*GIVEN ENTRIES:*
------------------------------------------------------------

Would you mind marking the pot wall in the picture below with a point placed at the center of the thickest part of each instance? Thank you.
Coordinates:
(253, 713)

------------------------------------------------------------

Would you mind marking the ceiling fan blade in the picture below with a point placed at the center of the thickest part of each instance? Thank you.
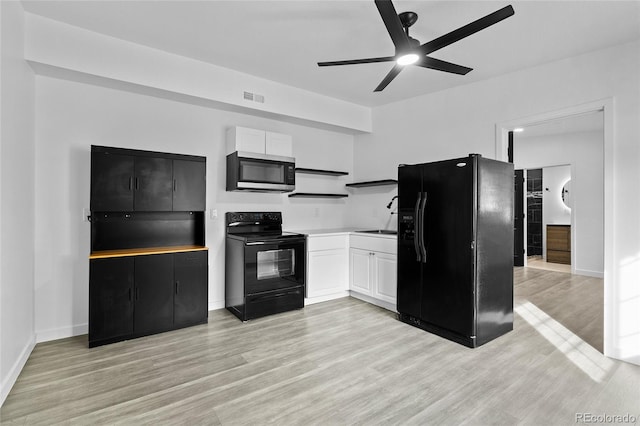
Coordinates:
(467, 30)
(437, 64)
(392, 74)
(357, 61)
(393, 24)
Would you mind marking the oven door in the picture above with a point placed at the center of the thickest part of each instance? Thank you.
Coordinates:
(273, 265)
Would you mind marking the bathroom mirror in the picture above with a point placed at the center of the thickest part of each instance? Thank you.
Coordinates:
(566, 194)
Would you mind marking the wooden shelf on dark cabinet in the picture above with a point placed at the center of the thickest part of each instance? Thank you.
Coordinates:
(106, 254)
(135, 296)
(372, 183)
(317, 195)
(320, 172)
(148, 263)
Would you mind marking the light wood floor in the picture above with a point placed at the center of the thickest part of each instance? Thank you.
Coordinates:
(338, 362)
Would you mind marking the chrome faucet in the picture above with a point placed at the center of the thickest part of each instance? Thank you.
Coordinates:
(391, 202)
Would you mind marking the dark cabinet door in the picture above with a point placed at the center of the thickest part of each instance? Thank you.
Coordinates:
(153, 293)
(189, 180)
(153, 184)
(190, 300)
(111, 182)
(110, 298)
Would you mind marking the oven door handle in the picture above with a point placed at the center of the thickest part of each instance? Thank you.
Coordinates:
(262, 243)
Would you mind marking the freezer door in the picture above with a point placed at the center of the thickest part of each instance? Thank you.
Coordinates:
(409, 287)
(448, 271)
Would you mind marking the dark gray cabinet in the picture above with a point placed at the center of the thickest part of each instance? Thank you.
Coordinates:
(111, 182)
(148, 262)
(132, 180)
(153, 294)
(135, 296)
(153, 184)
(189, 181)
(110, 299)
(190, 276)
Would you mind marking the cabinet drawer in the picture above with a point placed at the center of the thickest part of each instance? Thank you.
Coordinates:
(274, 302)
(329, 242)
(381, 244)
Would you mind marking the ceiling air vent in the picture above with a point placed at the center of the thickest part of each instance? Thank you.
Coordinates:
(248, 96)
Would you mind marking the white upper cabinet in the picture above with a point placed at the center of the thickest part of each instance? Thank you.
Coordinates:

------------------------------------------------------------

*PROBLEM STATEMENT:* Please pull out each line of the data above that contains the word "ceiling" and copy it in full.

*SOLUTION TO THE PROBLEM:*
Would you mind marking the ceiling fan blade in the picture below with a point placed at the center of the thickest part of each instance? Thank you.
Would you mind marking the ceiling air vent in the picture above with a point placed at the center of the thickest part of each instance? Thank you.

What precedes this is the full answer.